TASK GOAL = Give the listing again exactly as written.

'''

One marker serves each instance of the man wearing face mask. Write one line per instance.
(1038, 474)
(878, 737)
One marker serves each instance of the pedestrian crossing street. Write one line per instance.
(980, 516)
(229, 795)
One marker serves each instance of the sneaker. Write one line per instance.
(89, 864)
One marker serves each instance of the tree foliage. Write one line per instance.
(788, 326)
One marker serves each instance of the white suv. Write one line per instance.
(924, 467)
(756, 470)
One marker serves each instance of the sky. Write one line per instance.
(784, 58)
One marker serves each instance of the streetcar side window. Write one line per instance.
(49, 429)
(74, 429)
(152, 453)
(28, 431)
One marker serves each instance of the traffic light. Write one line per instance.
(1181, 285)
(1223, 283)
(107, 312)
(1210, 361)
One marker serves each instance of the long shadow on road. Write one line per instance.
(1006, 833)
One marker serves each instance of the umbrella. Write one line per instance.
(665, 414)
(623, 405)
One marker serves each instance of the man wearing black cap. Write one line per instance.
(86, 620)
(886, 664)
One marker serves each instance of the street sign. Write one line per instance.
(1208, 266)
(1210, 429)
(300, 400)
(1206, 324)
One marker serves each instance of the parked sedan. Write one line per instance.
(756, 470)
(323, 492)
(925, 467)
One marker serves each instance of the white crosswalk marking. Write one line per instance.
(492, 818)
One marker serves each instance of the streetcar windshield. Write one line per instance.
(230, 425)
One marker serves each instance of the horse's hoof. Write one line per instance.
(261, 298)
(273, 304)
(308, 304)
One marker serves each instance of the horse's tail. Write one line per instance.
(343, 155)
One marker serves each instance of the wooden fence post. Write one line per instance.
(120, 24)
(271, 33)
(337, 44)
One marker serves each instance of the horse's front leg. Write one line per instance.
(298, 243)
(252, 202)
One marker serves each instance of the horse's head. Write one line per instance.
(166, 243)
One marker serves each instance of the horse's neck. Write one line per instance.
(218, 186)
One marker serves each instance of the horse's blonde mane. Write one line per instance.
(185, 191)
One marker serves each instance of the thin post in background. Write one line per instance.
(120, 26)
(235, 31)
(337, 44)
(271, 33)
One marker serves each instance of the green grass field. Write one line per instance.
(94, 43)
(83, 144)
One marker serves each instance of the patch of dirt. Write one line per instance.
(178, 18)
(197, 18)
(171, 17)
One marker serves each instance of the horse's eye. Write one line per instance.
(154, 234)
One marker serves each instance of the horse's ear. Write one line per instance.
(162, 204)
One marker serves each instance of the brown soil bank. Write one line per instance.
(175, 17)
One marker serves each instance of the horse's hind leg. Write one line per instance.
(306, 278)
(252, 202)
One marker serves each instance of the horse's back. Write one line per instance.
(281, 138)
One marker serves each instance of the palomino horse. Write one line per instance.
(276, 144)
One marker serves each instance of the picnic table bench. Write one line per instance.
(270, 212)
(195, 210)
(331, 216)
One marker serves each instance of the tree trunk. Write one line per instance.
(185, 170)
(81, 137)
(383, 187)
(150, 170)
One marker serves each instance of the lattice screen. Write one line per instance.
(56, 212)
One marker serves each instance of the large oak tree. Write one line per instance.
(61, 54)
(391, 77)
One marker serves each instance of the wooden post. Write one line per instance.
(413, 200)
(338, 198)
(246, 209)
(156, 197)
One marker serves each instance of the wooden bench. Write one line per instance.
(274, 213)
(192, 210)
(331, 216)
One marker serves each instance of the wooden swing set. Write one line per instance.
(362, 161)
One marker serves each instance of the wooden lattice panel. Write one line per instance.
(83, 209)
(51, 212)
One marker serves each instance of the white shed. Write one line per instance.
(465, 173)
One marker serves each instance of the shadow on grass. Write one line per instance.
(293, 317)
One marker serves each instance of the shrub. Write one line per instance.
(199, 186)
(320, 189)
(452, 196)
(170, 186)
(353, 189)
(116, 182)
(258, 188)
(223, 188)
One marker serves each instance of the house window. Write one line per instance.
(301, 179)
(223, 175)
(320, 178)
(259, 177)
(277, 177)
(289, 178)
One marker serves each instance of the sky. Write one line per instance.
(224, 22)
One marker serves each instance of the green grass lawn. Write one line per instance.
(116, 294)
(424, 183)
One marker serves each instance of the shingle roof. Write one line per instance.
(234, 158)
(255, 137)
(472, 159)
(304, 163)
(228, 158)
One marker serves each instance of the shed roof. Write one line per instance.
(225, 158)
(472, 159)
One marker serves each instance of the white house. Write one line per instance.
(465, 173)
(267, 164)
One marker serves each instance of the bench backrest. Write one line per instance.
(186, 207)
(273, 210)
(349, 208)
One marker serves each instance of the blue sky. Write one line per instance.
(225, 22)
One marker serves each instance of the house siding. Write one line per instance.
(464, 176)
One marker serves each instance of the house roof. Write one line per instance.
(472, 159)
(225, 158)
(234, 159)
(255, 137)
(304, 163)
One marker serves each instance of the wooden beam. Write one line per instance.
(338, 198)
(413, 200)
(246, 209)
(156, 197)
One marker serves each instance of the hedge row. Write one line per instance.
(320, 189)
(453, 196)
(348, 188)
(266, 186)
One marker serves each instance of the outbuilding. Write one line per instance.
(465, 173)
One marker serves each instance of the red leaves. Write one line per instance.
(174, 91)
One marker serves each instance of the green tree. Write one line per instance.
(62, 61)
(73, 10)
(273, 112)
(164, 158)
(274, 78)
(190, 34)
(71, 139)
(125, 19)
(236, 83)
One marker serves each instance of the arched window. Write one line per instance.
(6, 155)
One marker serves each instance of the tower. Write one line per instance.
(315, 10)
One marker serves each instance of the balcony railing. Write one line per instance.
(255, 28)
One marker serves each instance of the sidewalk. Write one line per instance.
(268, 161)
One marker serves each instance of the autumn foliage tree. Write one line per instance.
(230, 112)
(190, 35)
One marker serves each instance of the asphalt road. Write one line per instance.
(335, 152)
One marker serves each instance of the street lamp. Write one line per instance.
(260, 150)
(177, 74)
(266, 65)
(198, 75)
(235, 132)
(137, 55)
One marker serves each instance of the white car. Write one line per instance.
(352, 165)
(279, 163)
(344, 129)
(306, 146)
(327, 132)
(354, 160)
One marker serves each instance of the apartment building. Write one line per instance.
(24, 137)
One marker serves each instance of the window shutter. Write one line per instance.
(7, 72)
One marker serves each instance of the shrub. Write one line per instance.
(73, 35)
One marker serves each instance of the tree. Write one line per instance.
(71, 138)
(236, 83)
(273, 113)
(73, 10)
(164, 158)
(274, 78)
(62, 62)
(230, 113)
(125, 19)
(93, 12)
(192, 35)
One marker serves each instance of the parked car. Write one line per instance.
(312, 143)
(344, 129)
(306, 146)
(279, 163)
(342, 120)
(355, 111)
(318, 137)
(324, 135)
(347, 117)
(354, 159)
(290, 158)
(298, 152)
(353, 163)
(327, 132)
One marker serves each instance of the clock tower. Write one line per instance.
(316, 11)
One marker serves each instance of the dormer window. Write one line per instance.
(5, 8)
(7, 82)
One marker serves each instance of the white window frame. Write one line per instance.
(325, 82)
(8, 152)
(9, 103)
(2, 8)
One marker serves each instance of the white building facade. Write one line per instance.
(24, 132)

'''

RESULT BELOW =
One marker serves each instance of the man wearing face mask. Write one line per instance.
(1038, 474)
(878, 737)
One marker serves each instance of the pedestrian crossing street. Write one line per instance.
(980, 516)
(229, 795)
One marker serves each instance of the sneaker. Write one line per instance.
(89, 864)
One marker serves each instance of the tree foliage. Write one line per instance.
(788, 326)
One marker serves each instance of the white suv. Write one line per instance.
(924, 467)
(756, 470)
One marker serves each instance of the sky. Write one line per instance.
(784, 58)
One marker serves each instance of the streetcar side window. Write one line per instance.
(49, 429)
(74, 429)
(152, 453)
(28, 431)
One marker serves each instance of the traffic light. Write one line per instance.
(1181, 285)
(1223, 283)
(107, 312)
(1210, 361)
One marker serves each instance of the long shadow on road. Write one line per instance.
(1006, 833)
One marker serves each instance of the umbrella. Write one line per instance.
(665, 414)
(623, 405)
One marker serves each instance of the man wearing black cap. Write one line per instance.
(86, 620)
(886, 664)
One marker serves each instance of the street sign. Write one line per instance.
(1208, 266)
(1210, 429)
(300, 400)
(1206, 324)
One marker serves each instance of the parked sedan. Write one line per instance.
(756, 470)
(323, 492)
(925, 467)
One marker serves each instance of the white crosswalk marking. Write one line per instance.
(492, 818)
One marker serves each instance of the streetcar windshield. Write one line per instance.
(230, 425)
One marker serves each instance of the horse's hoof. Write one line per instance.
(261, 298)
(273, 304)
(308, 304)
One marker serves each instance of the horse's tail. Write one line per instance.
(343, 155)
One marker serves each instance of the wooden fence post. Write one line per instance.
(120, 24)
(271, 33)
(337, 44)
One marker serves each instance of the horse's front leg. Write one line per instance.
(298, 243)
(252, 202)
One marker serves each instance of the horse's head. Write one line per instance.
(166, 243)
One marker serves each instance of the horse's neck. Write one line per instance.
(218, 186)
One marker serves each instance of the horse's blonde mane. Write one line per instance.
(185, 191)
One marker serves each instance of the thin post in background. Write one line per instance.
(120, 26)
(235, 31)
(337, 44)
(271, 33)
One marker serves each instance of the green grass field. Write one line per instance.
(94, 43)
(83, 144)
One marker serves each instance of the patch of dirt. Write one line per instance.
(178, 18)
(197, 18)
(171, 17)
One marker serves each instance of the horse's eye. Write one line per instance.
(154, 234)
One marker serves each instance of the horse's ear. Write one line per instance.
(162, 204)
One marker serves each instance of the brown soil bank. Write one line per instance.
(175, 17)
One marker serves each instance of the horse's hind leg. Write one line per instance.
(306, 278)
(252, 202)
One marker serves each instance of the horse's back. Write one line per instance.
(281, 138)
One marker serves each instance of the palomino horse. Write one line per instance.
(276, 144)
One marker serves each instance of the picnic table bench. Write one line per instance.
(270, 212)
(195, 210)
(331, 216)
One marker serves each instance of the tree trunk. Write one line per instance.
(185, 170)
(81, 137)
(383, 187)
(150, 170)
One marker serves each instance of the lattice screen. Write one line per instance.
(56, 212)
One marker serves each instance of the large oak tree. Write one line per instance.
(61, 54)
(391, 77)
One marker serves each instance of the wooden post. Write one line per instance.
(413, 200)
(338, 198)
(246, 209)
(156, 197)
One marker serves each instance of the wooden bench. Write one line per instance.
(274, 213)
(192, 210)
(331, 216)
One marker serves each instance of the wooden swing set. Write one line per instance.
(362, 161)
One marker serves each instance of the wooden lattice panel. Write one line per instance.
(83, 209)
(51, 212)
One marker serves each instance of the white shed. Write one line per instance.
(465, 173)
One marker serves each instance of the shadow on grass. Write one line per instance.
(293, 317)
One marker serves each instance of the shrub. Write one line per instance.
(199, 186)
(320, 189)
(452, 196)
(170, 186)
(353, 189)
(116, 182)
(258, 188)
(223, 188)
One marker serves each instance of the house window. Write one line per instance.
(301, 179)
(223, 175)
(320, 178)
(259, 177)
(277, 177)
(289, 178)
One marker serves each instance of the sky. Write one line per instance.
(224, 22)
One marker serves each instance of the green grass lawn. Write one line per instance.
(116, 294)
(424, 183)
One marker serves each instance of the shingle roof. Write one line per instance.
(234, 158)
(255, 137)
(472, 159)
(304, 163)
(228, 158)
One marker serves each instance of the shed roof. Write one line per instance.
(225, 158)
(472, 159)
One marker serves each instance of the white house. Write one line per instance.
(465, 173)
(267, 164)
One marker serves each instance of the bench backrest. Write one line per instance.
(186, 207)
(273, 210)
(349, 208)
One marker serves each instance of the blue sky. Write one line per instance.
(225, 22)
One marker serves each instance of the house siding. Write one line per instance.
(464, 176)
One marker serves each instance of the house roof. Write one line per instance.
(472, 159)
(225, 158)
(234, 159)
(255, 137)
(304, 163)
One marker serves each instance of the wooden beam. Write one line per instance.
(338, 198)
(413, 200)
(246, 209)
(156, 197)
One marker serves each instance of the hedge row. Write one line per instance.
(320, 189)
(453, 196)
(348, 188)
(266, 186)
One marker serves each instance of the outbuilding. Write one line per instance.
(465, 173)
One marker serves each instance of the red leaves. Write one line per instance.
(174, 91)
One marker serves each instance of the green tree. Write one line per instance.
(62, 61)
(73, 10)
(273, 112)
(164, 158)
(274, 78)
(190, 34)
(71, 139)
(125, 19)
(236, 83)
One marker serves each instance of the arched window. Write one line per instance.
(6, 155)
One marker serves each instance of the tower. Write one line per instance.
(315, 10)
One marker serves each instance of the balcony railing. Write one line per instance.
(255, 28)
One marker serves each instance of the sidewalk. Write one line per instance.
(268, 161)
One marker serves each instance of the autumn foliage tree. Write one line per instance.
(230, 112)
(190, 35)
One marker serves each instance of the asphalt road. Write one line per instance.
(335, 152)
One marker serves each instance of the street lamp. Write one line per instance.
(260, 150)
(177, 74)
(266, 65)
(198, 75)
(235, 132)
(137, 55)
One marker serves each instance of the white car. Write one line per instance.
(352, 165)
(279, 163)
(344, 129)
(306, 146)
(327, 132)
(354, 160)
One marker serves each instance of the apartment building. Write one line per instance.
(24, 137)
One marker serves each instance of the window shutter. Write one line per instance.
(7, 72)
One marker serves each instance of the shrub. Write one line per instance.
(73, 35)
One marker serves each instance of the tree. Write one line per instance.
(71, 138)
(236, 83)
(273, 113)
(73, 10)
(164, 158)
(274, 78)
(62, 62)
(230, 113)
(125, 19)
(93, 12)
(192, 35)
One marker serves each instance of the parked car. Write one line per instance.
(312, 143)
(344, 129)
(306, 146)
(279, 163)
(342, 120)
(355, 111)
(318, 137)
(324, 135)
(347, 117)
(354, 159)
(290, 158)
(298, 152)
(353, 163)
(327, 132)
One marker serves each instance of the clock tower. Write one line per instance.
(316, 11)
One marker serves each instance of the dormer window. Write one line per instance.
(5, 8)
(7, 82)
One marker serves each instance of the white window frame. Write one line per instance.
(325, 82)
(8, 152)
(9, 103)
(2, 8)
One marker serves each instance of the white building facade. Write one line per instance.
(24, 132)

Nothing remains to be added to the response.